_EXERCISE AIM:_ Rewrite the entries below with every "keypoint" changed to "landmark" and nothing else altered. Leave the pictures out of your copy.
--- BEGIN ---
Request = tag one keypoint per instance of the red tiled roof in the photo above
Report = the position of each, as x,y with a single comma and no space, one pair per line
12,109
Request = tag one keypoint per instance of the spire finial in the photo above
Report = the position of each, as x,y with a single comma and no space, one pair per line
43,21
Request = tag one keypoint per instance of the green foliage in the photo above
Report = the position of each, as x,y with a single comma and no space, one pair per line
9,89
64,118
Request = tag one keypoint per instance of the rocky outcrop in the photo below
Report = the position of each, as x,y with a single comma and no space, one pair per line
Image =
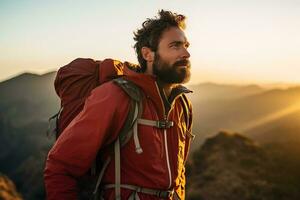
--- END ---
_SOLVED PROBLEM:_
Request = tag one landmark per instance of the red tiled roof in the photo above
Report = the position of each, as x,y with a single comma and no space, one pair per line
12,109
Request = tag one landmark per instance of the spire finial in the photo above
Report = the position of each, as x,y with a single comma and no space, one pair per line
43,21
Request = tag one landmark per instance of the green foliage in the photo above
Report = the position of each, as x,y with a single comma and no space, one pair per line
9,89
64,118
Request = tag one landmark per instance of the rocky outcrop in the photo below
Report = the position of each, as x,y with a single comma and no space, one pair per line
Image =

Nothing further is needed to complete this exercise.